§ SET EXERCISE
Lines before the one containing "the metal spring" are excluded. Repeat that line and every line after it, exactly.

(Entries from a dataset)
----------
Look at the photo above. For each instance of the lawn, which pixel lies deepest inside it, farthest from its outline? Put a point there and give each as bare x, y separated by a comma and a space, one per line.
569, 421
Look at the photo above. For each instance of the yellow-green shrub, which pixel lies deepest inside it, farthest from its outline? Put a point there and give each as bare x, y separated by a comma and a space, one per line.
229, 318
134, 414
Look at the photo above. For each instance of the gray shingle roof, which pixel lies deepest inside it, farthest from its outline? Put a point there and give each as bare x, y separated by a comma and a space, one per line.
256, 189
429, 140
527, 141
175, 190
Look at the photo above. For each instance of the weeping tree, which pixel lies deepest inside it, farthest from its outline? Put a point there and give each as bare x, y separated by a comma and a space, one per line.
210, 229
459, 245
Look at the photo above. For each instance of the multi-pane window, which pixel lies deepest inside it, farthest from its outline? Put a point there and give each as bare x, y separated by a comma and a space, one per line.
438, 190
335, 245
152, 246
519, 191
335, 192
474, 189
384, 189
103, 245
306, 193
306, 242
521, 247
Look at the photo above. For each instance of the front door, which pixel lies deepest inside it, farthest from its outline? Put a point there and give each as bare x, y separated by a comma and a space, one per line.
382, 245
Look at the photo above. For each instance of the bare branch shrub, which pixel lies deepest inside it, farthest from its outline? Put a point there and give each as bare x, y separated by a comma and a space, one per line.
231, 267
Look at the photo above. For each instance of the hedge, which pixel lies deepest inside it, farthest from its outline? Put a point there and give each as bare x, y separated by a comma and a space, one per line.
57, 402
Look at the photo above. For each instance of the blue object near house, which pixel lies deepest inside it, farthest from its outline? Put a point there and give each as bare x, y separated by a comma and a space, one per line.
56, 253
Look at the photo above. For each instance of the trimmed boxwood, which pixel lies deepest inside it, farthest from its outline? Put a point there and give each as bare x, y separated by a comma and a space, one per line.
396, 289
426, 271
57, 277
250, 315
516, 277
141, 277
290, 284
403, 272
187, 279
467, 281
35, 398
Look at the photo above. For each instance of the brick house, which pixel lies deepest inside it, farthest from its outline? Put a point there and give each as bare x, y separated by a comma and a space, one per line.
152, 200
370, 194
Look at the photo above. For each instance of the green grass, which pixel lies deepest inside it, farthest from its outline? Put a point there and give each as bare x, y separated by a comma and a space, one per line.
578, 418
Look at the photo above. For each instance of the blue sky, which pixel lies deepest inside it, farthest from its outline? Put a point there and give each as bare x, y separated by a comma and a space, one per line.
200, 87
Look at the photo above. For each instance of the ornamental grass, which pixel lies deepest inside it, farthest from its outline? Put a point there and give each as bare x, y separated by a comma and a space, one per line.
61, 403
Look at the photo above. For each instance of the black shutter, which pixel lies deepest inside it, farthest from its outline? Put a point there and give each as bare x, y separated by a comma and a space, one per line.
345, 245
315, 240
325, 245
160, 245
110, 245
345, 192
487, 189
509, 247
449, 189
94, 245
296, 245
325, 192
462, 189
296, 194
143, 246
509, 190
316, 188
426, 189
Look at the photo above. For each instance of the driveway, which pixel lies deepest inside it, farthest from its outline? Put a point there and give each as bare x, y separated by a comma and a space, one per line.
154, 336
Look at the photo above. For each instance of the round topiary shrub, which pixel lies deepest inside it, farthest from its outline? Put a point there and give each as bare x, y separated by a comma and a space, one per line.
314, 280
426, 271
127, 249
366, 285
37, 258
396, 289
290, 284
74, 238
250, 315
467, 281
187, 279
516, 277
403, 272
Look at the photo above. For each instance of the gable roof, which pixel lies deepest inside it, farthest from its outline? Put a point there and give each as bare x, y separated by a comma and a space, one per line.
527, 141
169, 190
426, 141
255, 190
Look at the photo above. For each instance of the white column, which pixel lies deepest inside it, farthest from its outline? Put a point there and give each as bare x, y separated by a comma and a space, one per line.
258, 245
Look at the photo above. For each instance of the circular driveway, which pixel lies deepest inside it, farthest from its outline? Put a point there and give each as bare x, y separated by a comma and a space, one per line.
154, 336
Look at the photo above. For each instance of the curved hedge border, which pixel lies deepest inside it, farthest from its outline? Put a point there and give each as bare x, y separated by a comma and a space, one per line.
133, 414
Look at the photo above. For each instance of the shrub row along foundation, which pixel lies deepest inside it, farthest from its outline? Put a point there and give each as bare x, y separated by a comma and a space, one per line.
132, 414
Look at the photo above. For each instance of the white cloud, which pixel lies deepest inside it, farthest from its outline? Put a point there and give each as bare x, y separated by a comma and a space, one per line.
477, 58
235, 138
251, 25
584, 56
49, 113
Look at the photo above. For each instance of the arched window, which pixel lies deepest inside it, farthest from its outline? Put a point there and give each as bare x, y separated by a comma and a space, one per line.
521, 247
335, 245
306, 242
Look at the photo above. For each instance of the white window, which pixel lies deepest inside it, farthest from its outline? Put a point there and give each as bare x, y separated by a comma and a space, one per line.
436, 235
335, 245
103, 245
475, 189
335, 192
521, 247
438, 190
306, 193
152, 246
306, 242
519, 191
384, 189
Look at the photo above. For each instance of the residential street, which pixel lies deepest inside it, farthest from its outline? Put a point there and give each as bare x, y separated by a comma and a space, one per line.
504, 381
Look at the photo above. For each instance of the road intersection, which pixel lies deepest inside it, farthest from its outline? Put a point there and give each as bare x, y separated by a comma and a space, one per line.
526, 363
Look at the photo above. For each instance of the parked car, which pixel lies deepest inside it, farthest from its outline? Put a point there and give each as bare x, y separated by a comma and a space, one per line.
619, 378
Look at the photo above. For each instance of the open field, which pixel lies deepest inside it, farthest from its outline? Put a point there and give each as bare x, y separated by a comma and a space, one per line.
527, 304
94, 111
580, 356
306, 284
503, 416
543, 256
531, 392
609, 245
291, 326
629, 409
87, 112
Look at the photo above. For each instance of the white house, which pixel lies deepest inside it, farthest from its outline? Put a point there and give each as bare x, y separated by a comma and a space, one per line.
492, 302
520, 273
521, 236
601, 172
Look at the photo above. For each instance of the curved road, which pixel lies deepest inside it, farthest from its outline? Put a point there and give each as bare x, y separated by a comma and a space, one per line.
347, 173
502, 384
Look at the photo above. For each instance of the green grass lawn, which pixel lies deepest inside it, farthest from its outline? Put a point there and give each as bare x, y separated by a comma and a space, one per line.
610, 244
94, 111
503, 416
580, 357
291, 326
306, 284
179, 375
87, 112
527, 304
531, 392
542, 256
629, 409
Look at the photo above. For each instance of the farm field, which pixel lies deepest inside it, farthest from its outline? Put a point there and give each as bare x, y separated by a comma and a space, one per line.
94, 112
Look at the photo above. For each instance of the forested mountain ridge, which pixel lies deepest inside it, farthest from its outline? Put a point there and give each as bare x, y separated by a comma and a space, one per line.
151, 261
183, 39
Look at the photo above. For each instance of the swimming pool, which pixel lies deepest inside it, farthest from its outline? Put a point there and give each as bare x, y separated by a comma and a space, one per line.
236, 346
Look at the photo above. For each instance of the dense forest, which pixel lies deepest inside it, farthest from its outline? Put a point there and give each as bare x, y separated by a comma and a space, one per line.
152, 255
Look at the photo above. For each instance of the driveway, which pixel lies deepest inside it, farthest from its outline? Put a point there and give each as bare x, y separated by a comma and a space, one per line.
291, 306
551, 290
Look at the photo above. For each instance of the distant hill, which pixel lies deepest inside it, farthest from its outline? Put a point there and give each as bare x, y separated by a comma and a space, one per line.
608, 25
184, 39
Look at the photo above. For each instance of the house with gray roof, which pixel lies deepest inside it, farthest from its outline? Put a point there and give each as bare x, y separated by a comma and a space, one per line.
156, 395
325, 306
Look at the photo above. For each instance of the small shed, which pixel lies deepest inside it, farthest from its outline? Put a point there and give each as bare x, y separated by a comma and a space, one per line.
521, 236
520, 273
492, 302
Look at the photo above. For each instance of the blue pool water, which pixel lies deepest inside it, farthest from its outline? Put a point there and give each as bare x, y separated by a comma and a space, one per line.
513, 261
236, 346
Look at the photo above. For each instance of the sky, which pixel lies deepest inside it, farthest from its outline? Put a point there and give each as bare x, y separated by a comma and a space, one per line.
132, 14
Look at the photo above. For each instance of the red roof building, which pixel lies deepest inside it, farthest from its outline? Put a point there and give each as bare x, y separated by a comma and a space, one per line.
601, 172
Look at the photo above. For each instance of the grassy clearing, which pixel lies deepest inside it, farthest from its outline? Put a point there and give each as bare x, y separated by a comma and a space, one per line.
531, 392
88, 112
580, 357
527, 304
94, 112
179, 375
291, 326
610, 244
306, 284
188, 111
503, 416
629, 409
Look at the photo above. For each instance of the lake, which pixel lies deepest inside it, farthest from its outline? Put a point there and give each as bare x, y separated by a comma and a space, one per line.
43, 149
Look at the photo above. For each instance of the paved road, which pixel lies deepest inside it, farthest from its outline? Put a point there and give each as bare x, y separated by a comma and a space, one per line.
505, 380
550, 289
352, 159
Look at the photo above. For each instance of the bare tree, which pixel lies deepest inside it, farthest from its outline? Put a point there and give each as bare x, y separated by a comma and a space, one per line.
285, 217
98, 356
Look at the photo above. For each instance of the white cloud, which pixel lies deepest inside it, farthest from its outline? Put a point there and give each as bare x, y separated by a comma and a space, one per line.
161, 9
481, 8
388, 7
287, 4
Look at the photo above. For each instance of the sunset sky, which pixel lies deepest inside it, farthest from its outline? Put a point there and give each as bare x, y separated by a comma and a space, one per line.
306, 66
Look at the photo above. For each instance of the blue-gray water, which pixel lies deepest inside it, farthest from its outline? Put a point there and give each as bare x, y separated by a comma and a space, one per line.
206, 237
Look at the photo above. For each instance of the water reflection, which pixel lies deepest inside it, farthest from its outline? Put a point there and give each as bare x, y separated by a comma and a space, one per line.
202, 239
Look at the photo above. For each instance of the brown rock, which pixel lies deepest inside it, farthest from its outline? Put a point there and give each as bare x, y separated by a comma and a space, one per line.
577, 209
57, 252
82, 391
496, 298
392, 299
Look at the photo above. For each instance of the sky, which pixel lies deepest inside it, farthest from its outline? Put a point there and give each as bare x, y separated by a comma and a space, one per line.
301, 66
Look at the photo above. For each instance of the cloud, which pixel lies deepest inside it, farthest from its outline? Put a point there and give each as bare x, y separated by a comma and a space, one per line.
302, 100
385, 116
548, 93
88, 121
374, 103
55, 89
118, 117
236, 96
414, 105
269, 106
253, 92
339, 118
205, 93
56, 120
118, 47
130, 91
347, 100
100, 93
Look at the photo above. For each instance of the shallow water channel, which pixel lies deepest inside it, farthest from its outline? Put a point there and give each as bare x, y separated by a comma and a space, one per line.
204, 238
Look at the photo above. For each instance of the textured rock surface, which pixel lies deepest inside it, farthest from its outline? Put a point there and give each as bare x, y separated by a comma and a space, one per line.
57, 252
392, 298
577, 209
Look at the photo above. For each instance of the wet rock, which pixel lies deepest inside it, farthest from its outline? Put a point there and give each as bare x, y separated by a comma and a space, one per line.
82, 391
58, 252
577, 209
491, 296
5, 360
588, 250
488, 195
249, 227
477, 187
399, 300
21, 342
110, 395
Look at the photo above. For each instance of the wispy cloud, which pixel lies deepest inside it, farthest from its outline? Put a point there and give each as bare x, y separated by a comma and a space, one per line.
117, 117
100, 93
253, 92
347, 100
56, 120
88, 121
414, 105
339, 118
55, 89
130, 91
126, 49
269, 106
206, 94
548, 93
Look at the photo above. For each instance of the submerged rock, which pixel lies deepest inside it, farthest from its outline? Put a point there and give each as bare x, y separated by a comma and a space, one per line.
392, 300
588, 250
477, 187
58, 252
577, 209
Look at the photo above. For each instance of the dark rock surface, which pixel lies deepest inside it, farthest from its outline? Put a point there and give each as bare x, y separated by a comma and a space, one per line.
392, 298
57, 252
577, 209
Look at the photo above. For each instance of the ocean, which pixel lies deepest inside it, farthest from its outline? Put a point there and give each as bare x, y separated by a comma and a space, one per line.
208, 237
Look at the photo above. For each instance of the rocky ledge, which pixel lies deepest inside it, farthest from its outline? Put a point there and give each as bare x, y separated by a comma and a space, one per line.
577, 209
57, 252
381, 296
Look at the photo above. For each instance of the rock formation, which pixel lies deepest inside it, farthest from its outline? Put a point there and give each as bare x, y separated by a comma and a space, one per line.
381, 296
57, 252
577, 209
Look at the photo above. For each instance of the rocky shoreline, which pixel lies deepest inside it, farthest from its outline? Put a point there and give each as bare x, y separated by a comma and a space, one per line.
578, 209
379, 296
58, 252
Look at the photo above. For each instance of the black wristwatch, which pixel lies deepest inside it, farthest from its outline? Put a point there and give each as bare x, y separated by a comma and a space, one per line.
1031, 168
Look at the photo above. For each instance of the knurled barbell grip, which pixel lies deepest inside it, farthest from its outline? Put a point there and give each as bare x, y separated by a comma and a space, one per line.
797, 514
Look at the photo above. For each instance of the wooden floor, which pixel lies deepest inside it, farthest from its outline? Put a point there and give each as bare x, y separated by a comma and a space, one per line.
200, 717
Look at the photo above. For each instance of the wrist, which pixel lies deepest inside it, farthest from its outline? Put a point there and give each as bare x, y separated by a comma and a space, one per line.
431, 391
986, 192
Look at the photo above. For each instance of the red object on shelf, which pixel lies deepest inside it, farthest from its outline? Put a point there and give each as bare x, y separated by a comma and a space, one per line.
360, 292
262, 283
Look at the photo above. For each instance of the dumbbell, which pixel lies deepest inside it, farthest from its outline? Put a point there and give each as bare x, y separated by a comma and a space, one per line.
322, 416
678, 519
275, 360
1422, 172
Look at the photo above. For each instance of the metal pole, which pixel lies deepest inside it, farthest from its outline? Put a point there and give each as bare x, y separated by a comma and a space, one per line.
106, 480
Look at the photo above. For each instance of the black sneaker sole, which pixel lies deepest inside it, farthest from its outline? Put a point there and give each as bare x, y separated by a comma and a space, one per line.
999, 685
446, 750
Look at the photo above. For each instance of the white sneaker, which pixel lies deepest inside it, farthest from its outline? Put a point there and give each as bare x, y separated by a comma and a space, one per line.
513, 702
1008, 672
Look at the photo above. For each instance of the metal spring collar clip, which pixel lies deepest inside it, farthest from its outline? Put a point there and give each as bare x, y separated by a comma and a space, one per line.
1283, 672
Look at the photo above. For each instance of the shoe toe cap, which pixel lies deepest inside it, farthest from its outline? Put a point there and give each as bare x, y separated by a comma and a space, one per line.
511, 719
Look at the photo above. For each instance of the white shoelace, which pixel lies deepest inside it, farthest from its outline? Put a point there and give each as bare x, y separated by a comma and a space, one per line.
----------
§ THE ANSWER
Look at the photo above. For each instance of the metal spring collar clip, which pixel lies deepest inside it, farthest from its outline? Put a point there and give each as bare x, y separated by a comma and a space, one per line.
1283, 672
Look at the photo above. For each instance of the shoe toe cap, which pixel lies deepest inside it, farthest from its outline? Put a point there and give each as bare x, y separated by a comma and a space, one per line.
511, 719
Look at the photo above. For each instance of the white shoelace, which pixel lies deepest inside it, farthest from its outline? Put a point there and give each as bare x, y separated by a comma and a space, one per line.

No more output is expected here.